Laurie Jill "Lar" Park Lincoln (née Park; born May 12, 1961) is an American actress. She appeared in the 1987 film House II: The Second Story as Kate, the 1988 horror film Friday the 13th Part VII: The New Blood as Tina Shepard, and a 1988 episode of the anthology horror series Freddy's Nightmares as Karyn. Lincoln starred in the television series Knots Landing from 1987 to 1991.

Life and career 
Park was born in Dallas, Texas. She made her acting debut appearing in the 1985 made-for-television movie Children of the Night and in 1987 played the leading role in the independent comedy film, The Princess Academy. Also in 1987, she appeared in the comedy horror House II: The Second Story and following year starred as Tina Shepard in the slasher film, Friday the 13th Part VII: The New Blood, the seventh installment in the Friday the 13th franchise. She also guest-starred on television series including Hunter, Outlaws, Highway to Heaven, Freddy's Nightmares, and Tour of Duty.

In 1987, Park was cast as Linda Fairgate, the daughter-in-law to Karen Fairgate (played by series star Michele Lee) in the CBS prime time soap opera, Knots Landing. She first appeared in the two episodes of show's ninth season, before returning with bigger role as of season eleven to thirteenth. In 1988, Park also played "Sally’s Friend" in the eight episodes of season 10 of Knots Landing. After leaving the series in 1991, she guest-starred on Murder, She Wrote, Space: Above and Beyond and Beverly Hills, 90210.

• **Data under study**:
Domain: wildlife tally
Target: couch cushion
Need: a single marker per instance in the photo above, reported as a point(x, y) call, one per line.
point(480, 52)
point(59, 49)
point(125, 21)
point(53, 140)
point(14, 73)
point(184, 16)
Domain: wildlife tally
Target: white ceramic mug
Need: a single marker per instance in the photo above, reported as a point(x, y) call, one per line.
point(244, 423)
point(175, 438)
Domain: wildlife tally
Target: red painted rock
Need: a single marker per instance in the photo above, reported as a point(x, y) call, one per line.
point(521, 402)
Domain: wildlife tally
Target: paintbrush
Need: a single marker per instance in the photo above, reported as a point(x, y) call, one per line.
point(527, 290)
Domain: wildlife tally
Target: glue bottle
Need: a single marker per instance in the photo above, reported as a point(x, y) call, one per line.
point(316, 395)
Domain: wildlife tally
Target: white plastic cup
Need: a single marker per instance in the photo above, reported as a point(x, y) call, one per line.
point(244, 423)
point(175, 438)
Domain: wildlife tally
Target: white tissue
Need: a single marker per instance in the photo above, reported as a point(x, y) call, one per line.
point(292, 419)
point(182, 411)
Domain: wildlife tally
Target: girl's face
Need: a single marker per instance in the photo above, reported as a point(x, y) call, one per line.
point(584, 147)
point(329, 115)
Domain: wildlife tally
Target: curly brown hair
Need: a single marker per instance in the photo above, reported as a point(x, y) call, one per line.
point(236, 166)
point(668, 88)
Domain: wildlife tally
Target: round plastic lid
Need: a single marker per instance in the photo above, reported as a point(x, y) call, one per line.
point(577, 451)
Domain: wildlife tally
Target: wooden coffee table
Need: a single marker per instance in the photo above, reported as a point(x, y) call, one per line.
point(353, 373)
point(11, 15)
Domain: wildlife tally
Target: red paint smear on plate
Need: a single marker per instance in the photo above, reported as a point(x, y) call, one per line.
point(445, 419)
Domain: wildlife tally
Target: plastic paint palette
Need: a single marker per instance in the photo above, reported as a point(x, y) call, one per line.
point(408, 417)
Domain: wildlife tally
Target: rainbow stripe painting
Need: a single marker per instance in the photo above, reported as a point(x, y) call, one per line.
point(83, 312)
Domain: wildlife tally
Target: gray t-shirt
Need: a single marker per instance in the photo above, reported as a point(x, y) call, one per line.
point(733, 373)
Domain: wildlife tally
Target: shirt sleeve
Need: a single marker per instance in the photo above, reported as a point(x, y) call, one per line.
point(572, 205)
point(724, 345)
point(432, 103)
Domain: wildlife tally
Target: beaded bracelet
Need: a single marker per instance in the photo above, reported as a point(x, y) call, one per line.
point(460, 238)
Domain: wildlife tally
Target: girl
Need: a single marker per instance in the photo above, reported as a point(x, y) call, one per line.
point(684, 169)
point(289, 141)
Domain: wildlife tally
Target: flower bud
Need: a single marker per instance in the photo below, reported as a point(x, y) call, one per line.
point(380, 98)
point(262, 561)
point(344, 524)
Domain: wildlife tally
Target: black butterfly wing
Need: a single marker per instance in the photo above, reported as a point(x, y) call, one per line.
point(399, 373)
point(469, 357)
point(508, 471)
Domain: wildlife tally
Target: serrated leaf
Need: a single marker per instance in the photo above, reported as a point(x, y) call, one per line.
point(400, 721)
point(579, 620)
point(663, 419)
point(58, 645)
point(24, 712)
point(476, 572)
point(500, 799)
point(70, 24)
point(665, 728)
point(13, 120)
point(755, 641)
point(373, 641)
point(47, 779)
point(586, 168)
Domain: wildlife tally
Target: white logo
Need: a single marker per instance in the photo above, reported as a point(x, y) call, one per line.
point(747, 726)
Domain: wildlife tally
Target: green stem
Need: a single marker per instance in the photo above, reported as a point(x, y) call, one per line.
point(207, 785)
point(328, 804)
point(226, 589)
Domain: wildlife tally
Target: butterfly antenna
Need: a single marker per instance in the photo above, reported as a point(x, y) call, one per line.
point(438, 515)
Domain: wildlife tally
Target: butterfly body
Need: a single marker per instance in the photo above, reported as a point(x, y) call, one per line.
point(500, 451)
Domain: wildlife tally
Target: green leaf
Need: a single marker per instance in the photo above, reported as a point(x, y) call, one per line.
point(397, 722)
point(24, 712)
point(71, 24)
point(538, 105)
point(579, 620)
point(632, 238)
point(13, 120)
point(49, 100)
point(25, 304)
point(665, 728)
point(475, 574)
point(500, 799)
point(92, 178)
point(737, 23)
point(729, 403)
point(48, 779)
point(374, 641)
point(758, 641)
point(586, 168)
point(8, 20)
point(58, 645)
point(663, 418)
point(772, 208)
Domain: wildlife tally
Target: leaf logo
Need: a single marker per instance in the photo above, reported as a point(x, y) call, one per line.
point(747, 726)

• **Required actions**:
(a) Answer each question from the Lar Park Lincoln biography, one answer per line, marking them (i), (ii) and (iii).
(i) In what city and state was Park born?
(ii) What character did she play in a 1988 episode of Freddy's Nightmares?
(iii) Which network aired Knots Landing?
(b) Reproduce a passage from the Lar Park Lincoln biography word for word, starting with the words "Life and career" and ending after the words "Tour of Duty.".
Rely only on the biography above, not on the data.

• **Responses per task**:
(a)
(i) Dallas, Texas
(ii) Karyn
(iii) CBS

(b)
Life and career 
Park was born in Dallas, Texas. She made her acting debut appearing in the 1985 made-for-television movie Children of the Night and in 1987 played the leading role in the independent comedy film, The Princess Academy. Also in 1987, she appeared in the comedy horror House II: The Second Story and following year starred as Tina Shepard in the slasher film, Friday the 13th Part VII: The New Blood, the seventh installment in the Friday the 13th franchise. She also guest-starred on television series including Hunter, Outlaws, Highway to Heaven, Freddy's Nightmares, and Tour of Duty.